**KURZE ÜBUNG 1:**
Stimmen die Aussagen (a), (b) und (c) mit der Theaterkritik überein? Antworte jeweils mit Ja oder Nein und zitiere die entscheidenden Worte der Theaterkritik wörtlich.
(a) Der Mittelteil des Abends dauerte über zweieinhalb Stunden.
(b) Rosa Lembeck stand bereits zu Beginn des Abends auf der Bühne.
(c) Carine Goron spielte die Rolle der Else.

**LESETEXT:**
=-=-=
Zentrales Highlight war der über zweieinhalbstündige Mittelteil, in dem der Gosselin die seiner Meinung nach vorzüglich ausschlachtbaren Schnitzler-Texte zu 'nem stimmigen und alles in allem gut funktionierenden Ganzen auseinander- und wieder zusammenschnitzelte. Herauskam quasi ein ganz neues Stück, in dem es unterschiedlich starke und, was ihre jeweiligen zwischenmenschlichen Ergebnissen anging, katastrophale Beziehungskisten nachzuempfinden und (für uns und mich als Publikum) voyeuristisch nachzuverfolgen galt. Dabei taten sich ungeheuerliche Abgründe auf, aber es wurde zwischendurch auch gut gegessen und nicht minder gut gevögelt, also alles das, was unser aller Leben - auch noch heute - diverst durchzupulsen vermag. Ja und man wollte nachgerade gar nicht festlegen, wer von den hochgrandiosen Großakteurinnen und Großakteuren - Rosa Lembeck trat ja erst, wie schon erwähnt, am Schluss des Abends in Aktion - dann eigentlich der/ die schauspielernd Beste war; ich nenne sie jetzt einfach mal der Reihe nach: Guillaume Bachelé (als Felkenir), Joseph Drouet (als Nemeth), Denis Eyriey (als Florestan), Carine Goron (als Albertine), Zarah Kofler (als Else), Victoria Quesnel (als Aurelie), Marie Rosa Tietjen (als ?), Maxence Vandevelde (als Nachtigall) und Max von Mechow (als ?)
=-=-=
**DATEN ZUR BEARBEITUNG:**
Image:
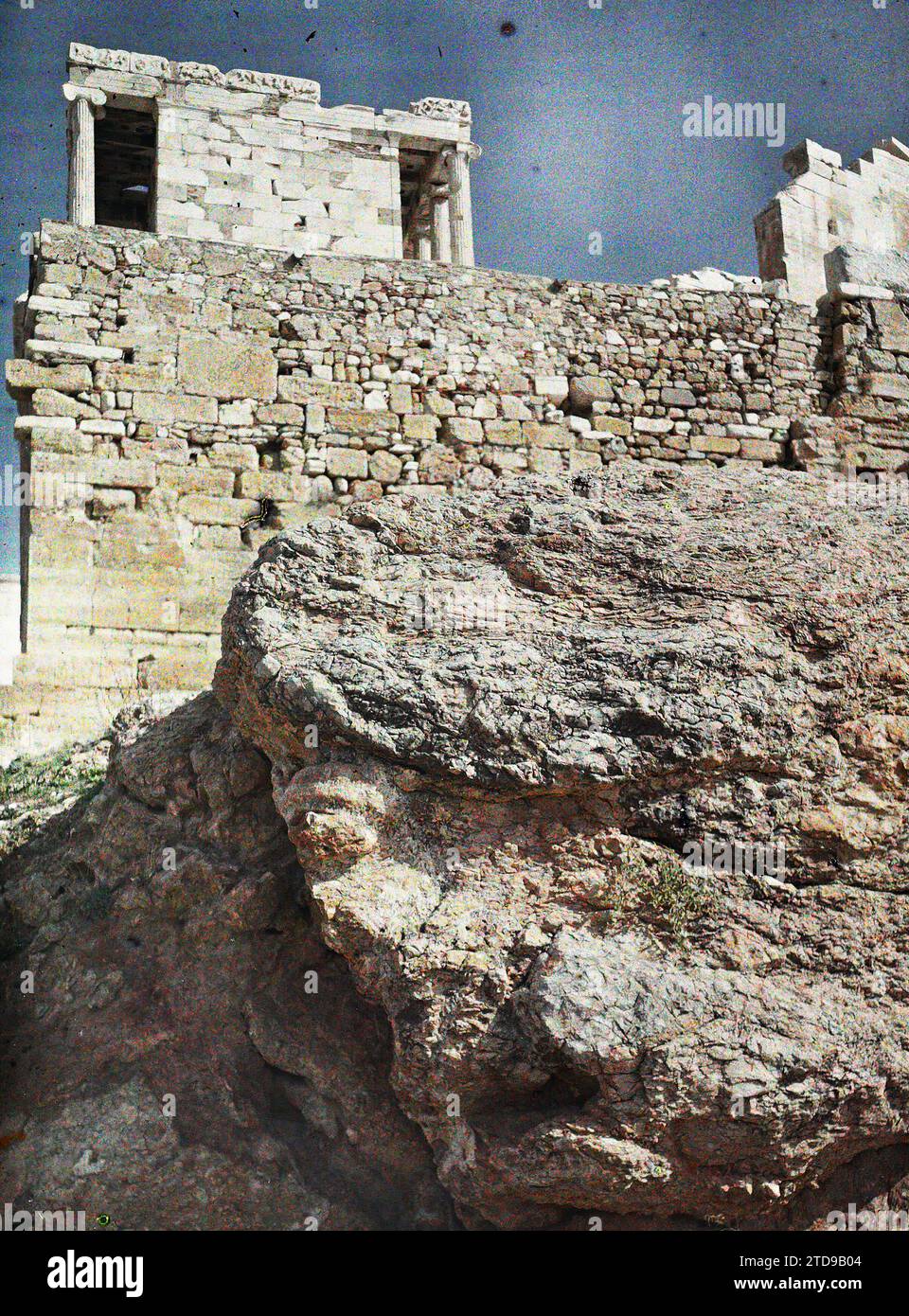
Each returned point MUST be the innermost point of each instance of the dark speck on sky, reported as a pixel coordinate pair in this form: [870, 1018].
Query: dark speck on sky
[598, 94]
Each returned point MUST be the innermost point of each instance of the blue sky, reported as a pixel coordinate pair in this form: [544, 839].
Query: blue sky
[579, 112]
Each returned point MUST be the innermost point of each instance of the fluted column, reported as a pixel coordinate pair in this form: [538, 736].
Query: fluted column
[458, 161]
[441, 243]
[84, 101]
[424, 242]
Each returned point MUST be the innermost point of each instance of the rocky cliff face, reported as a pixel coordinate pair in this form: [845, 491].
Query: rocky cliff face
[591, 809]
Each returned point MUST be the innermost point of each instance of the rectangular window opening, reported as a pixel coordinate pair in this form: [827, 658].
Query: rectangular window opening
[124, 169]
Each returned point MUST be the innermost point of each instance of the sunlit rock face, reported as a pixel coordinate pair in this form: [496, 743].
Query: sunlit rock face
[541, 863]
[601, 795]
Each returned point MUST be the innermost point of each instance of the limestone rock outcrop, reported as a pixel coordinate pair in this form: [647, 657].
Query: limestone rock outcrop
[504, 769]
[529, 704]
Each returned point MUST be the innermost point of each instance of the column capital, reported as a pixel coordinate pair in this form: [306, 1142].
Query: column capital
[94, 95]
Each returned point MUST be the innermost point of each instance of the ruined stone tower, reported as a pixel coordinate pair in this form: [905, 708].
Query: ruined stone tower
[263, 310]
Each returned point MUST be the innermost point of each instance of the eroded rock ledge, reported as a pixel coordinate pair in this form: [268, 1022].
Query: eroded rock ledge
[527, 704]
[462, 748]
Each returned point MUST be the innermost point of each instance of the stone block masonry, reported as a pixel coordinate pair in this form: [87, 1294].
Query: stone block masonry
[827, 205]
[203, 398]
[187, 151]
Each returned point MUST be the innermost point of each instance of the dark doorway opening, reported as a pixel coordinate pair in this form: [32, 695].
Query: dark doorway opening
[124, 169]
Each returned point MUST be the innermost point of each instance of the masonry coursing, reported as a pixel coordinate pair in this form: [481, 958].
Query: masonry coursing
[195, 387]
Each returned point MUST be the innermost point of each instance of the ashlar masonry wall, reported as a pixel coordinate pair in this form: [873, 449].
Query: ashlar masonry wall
=-=-=
**KURZE ÜBUNG 2:** Schreibe aus den Einträgen die Zeilen ab, beginnend mit der Zeile mit „form: [647, 657].“ und weiter bis zum Ende der Einträge, beide Enden eingeschlossen.

**LÖSUNG 1:**
(a) Ja: „der über zweieinhalbstündige Mittelteil“
(b) Nein: „Rosa Lembeck trat ja erst, wie schon erwähnt, am Schluss des Abends in Aktion“
(c) Nein: „Carine Goron (als Albertine)“

**LÖSUNG 2:**
Each returned point MUST be the innermost point of each instance of the limestone rock outcrop, reported as a pixel coordinate pair in this form: [647, 657].
Query: limestone rock outcrop
[504, 769]
[529, 704]
Each returned point MUST be the innermost point of each instance of the column capital, reported as a pixel coordinate pair in this form: [306, 1142].
Query: column capital
[94, 95]
Each returned point MUST be the innermost point of each instance of the ruined stone tower, reported as a pixel coordinate pair in this form: [905, 708].
Query: ruined stone tower
[263, 310]
Each returned point MUST be the innermost point of each instance of the eroded rock ledge, reported as a pixel coordinate pair in this form: [268, 1022].
Query: eroded rock ledge
[527, 704]
[462, 748]
Each returned point MUST be the innermost point of each instance of the stone block masonry, reported as a pixel coordinate pair in this form: [87, 1294].
Query: stone block masonry
[827, 205]
[203, 398]
[187, 151]
Each returned point MUST be the innermost point of each instance of the dark doorway opening, reported as a pixel coordinate pair in this form: [32, 695].
Query: dark doorway opening
[124, 169]
Each returned point MUST be the innermost point of each instance of the masonry coursing, reported as a pixel coordinate pair in this form: [481, 958].
Query: masonry coursing
[195, 387]
Each returned point MUST be the innermost point of each instance of the ashlar masonry wall, reported as a pixel coordinate pair in this form: [873, 449].
Query: ashlar masonry wall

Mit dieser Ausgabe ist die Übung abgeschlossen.